» **ABOUT THIS TASK**
Leaving the pictures aside, return the listing exactly as it appears.

» **DATA SECTION**
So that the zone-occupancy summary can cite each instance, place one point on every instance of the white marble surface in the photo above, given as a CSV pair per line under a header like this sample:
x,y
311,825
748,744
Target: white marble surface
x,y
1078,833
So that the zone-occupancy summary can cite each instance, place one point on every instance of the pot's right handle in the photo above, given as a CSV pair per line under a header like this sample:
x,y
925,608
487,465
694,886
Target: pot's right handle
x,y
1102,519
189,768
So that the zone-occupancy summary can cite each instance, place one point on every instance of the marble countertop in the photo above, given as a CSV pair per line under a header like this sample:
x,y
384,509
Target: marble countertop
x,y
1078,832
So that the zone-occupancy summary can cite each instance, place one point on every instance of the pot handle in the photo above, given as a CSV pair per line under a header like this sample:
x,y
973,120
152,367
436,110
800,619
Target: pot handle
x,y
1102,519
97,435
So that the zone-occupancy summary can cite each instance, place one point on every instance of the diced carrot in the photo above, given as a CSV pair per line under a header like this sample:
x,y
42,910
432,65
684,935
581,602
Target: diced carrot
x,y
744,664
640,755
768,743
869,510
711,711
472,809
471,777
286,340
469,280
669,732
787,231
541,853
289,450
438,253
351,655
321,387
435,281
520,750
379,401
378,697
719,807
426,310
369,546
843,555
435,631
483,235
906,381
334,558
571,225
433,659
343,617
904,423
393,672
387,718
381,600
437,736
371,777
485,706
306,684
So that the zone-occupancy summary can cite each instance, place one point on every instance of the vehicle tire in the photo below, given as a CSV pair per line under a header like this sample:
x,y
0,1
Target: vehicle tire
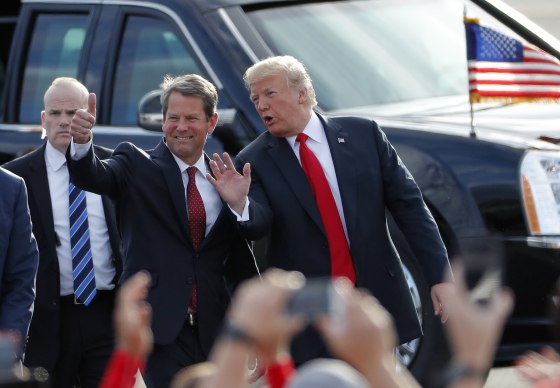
x,y
425,357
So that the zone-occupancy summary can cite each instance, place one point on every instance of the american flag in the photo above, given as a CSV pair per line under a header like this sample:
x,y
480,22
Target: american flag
x,y
502,68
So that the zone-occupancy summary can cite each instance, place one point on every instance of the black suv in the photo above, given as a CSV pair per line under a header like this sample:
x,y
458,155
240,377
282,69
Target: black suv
x,y
402,63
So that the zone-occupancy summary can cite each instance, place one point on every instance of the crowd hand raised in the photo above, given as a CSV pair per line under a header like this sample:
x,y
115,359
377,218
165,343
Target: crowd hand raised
x,y
133,317
83,121
230,184
362,333
474,329
258,309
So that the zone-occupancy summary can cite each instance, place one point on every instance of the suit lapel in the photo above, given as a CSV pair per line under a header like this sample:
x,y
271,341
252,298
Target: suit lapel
x,y
39,189
340,144
163,158
288,164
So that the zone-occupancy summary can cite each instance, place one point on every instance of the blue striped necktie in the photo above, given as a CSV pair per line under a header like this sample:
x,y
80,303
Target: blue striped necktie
x,y
82,259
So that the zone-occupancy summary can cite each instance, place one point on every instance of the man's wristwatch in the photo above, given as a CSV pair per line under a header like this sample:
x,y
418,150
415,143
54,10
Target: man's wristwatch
x,y
456,371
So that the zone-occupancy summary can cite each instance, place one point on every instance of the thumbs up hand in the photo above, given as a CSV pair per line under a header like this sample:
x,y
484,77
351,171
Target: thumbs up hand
x,y
83,121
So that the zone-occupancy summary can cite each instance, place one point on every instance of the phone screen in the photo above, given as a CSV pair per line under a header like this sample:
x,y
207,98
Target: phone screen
x,y
313,299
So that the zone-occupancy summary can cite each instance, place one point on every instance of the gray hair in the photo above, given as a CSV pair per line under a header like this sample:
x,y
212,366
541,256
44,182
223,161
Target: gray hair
x,y
296,74
190,85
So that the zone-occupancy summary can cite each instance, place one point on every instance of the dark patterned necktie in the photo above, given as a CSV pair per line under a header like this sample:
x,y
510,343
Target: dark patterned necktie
x,y
197,220
82,259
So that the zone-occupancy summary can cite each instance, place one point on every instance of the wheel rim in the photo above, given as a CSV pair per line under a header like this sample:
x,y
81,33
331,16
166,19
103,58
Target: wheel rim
x,y
407,352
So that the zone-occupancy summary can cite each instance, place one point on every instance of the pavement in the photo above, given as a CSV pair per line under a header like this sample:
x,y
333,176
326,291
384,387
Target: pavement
x,y
505,377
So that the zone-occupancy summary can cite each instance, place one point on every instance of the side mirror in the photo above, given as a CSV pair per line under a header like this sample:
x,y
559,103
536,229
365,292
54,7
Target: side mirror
x,y
150,116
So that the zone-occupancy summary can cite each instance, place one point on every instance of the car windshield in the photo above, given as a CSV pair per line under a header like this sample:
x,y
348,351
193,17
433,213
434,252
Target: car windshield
x,y
365,53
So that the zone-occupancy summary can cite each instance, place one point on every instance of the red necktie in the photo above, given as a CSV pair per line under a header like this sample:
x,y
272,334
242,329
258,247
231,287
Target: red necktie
x,y
341,261
197,218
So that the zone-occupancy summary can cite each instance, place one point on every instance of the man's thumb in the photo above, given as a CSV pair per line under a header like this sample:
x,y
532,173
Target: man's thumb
x,y
92,101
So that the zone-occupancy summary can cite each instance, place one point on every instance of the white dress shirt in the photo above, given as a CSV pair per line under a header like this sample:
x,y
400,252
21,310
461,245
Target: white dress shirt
x,y
318,144
210,197
99,233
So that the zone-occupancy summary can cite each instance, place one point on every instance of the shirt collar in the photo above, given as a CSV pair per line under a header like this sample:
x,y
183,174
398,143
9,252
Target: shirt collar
x,y
313,129
200,164
54,157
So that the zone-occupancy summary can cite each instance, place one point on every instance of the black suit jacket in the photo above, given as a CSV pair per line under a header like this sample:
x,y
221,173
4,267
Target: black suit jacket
x,y
371,178
152,217
44,332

» **RESULT**
So that the zone-occupancy summary can cite each instance, place one point on every instance of the white marble surface in the photo above, given as a CSV pair per line under a header like this sample:
x,y
311,825
748,744
Target: white marble surface
x,y
1078,833
So that the zone-occupancy summary can cite each instance, place one point on every instance of the pot's right handle in the photo above, given as a CSV pair per line under a header like this sample:
x,y
925,608
487,465
694,886
Target: pot's right handle
x,y
1102,519
189,768
So that the zone-occupancy summary can cite each instance, place one point on every instance of the marble countertop in the photo above, given as a CSV pair per line under a header like this sample:
x,y
384,509
Target: marble countertop
x,y
1078,832
So that the zone-occupancy summary can cite each instance, place one point on every instance of the pot handle in the photo above, given as a CSV pair per line under a header like this sample:
x,y
973,120
152,367
436,110
800,619
Target: pot handle
x,y
1102,519
97,435
So that the zone-occupancy summary can cite each instance, place one point on every instance of the diced carrot in the photo above, given as a CSV pair per line under a header like this sample:
x,y
42,910
432,65
684,935
581,602
Target: diced carrot
x,y
744,664
640,755
768,743
869,510
711,711
472,809
471,777
286,340
469,280
669,732
787,231
541,853
289,450
438,253
351,655
321,387
435,281
520,750
379,401
378,697
719,807
426,310
369,546
843,555
435,631
483,235
906,381
334,558
571,225
433,659
343,617
904,423
393,672
387,718
381,600
437,736
371,777
485,706
306,684
So that the zone-occupancy summary can cite each instance, place one point on every instance of the vehicle tire in the photo below, given as a CSV pair per line under a header like this sample:
x,y
0,1
Target: vehicle tire
x,y
425,357
So that the zone-occupancy summary can cite each instance, place one point on every instance of the american flag in the photo above, given as a CSV pair per line under a header like this sample:
x,y
480,22
Target: american flag
x,y
502,68
So that the zone-occupancy summary can cite each instance, place one point on every instance of the black suv in the photo above, given as a CSV pair per line under a header like this sample:
x,y
458,155
240,377
282,69
Target: black suv
x,y
402,63
So that the zone-occupancy summary can cite each instance, place one point on every instance of the crowd hand raised in the photo above, given as a CSV pair per line under a header like this sample:
x,y
115,359
377,218
165,343
Target: crowd hand raised
x,y
133,317
83,121
230,184
362,333
474,329
258,309
So that the zone-occupancy summary can cite each instance, place one point on every instance of the suit lapel in the photo above, given as a CSV pair per line under a header like this sample:
x,y
271,341
252,298
Target: suit lapel
x,y
39,189
340,144
163,158
288,164
So that the zone-occupancy summary can cite each instance, place one point on every instance of the blue striped necktie in the photo above, given as a CSV pair per line under a header like this sample:
x,y
80,303
Target: blue striped necktie
x,y
82,259
So that the zone-occupancy summary can cite each instance, place one point on every instance of the man's wristwatch in the photo above, given as a CSV pair per line under a header like this sample:
x,y
418,150
415,143
54,10
Target: man's wristwatch
x,y
456,371
So that the zone-occupancy summary can cite each instance, place one point on every instance of the thumbs up hand in the photo above, given as a CSV pair per line under a header like this sample:
x,y
484,77
351,171
Target: thumbs up hand
x,y
83,121
So that the zone-occupancy summary can cite each instance, place one point on every instance of the phone screen in the photo above, given as a CSV pair per line under a header like this sample:
x,y
207,98
Target: phone screen
x,y
313,299
So that the zone-occupancy summary can cite each instance, place one point on every instance of the gray hair in the photo above, given as a CSV pair per line under a header like this sample:
x,y
212,366
541,256
44,182
223,161
Target: gray hair
x,y
296,74
190,85
So that the zone-occupancy summary can cite each instance, place one point on every instance of the dark patterned necktie in the photo above, given as a CSV pair per line under a header like this sample:
x,y
510,343
Target: dark patterned necktie
x,y
197,220
82,259
So that the zone-occupancy summary can cite each instance, place one point on every instance of the wheel rim in the photo above, given as a CSV pair per line under a header like this sample:
x,y
81,33
331,16
166,19
103,58
Target: wheel rim
x,y
407,352
So that the zone-occupancy summary can cite each instance, place one point on every instance of the pavement in the photo above, given as a CSV pair per line under a header like this sample:
x,y
333,176
326,291
384,387
Target: pavement
x,y
505,377
So that the zone-occupancy summary can cite each instance, place one point on every instance of the side mirror in the photo above, given as a CSV pair per line under a header like this sample:
x,y
559,103
536,229
365,292
54,7
Target: side mirror
x,y
150,116
So that the zone-occupancy summary can cite each instance, place one point on every instance of the car windshield in the photo above, given as a CSV pair per line under a header like this sample:
x,y
348,351
193,17
433,213
434,252
Target: car windshield
x,y
365,53
So that the zone-occupancy summary can cite each instance, place one point on every instance of the red necktie in the photo above, given as a CSV pair per line under a header like this sample:
x,y
272,334
242,329
258,247
231,287
Target: red necktie
x,y
341,261
197,218
So that the zone-occupancy summary can cite each instance, place one point on every instance of the man's thumb in the photo above, given as a CSV pair per line under a header like this sample:
x,y
532,173
Target: man's thumb
x,y
92,101
So that the zone-occupancy summary can cite each instance, place one point on every instance of the white dress shirt in the photo above, given as a CSV pair per line under a header like this sample:
x,y
400,252
21,310
461,245
Target: white dress shirt
x,y
318,144
210,197
99,233
So that the zone-occupancy summary can cite each instance, place one point on every instance of the shirt collar in the photo above, given as a CSV pair per line under a header like this sample:
x,y
183,174
398,143
9,252
Target: shirt collar
x,y
313,129
200,164
54,157
So that the zone-occupancy summary can cite each instance, place one point on every instance of the black suit jacket in the photo above, given as a CSV pair per line under a header like this sample:
x,y
221,173
4,267
Target: black suit jacket
x,y
371,178
152,217
44,332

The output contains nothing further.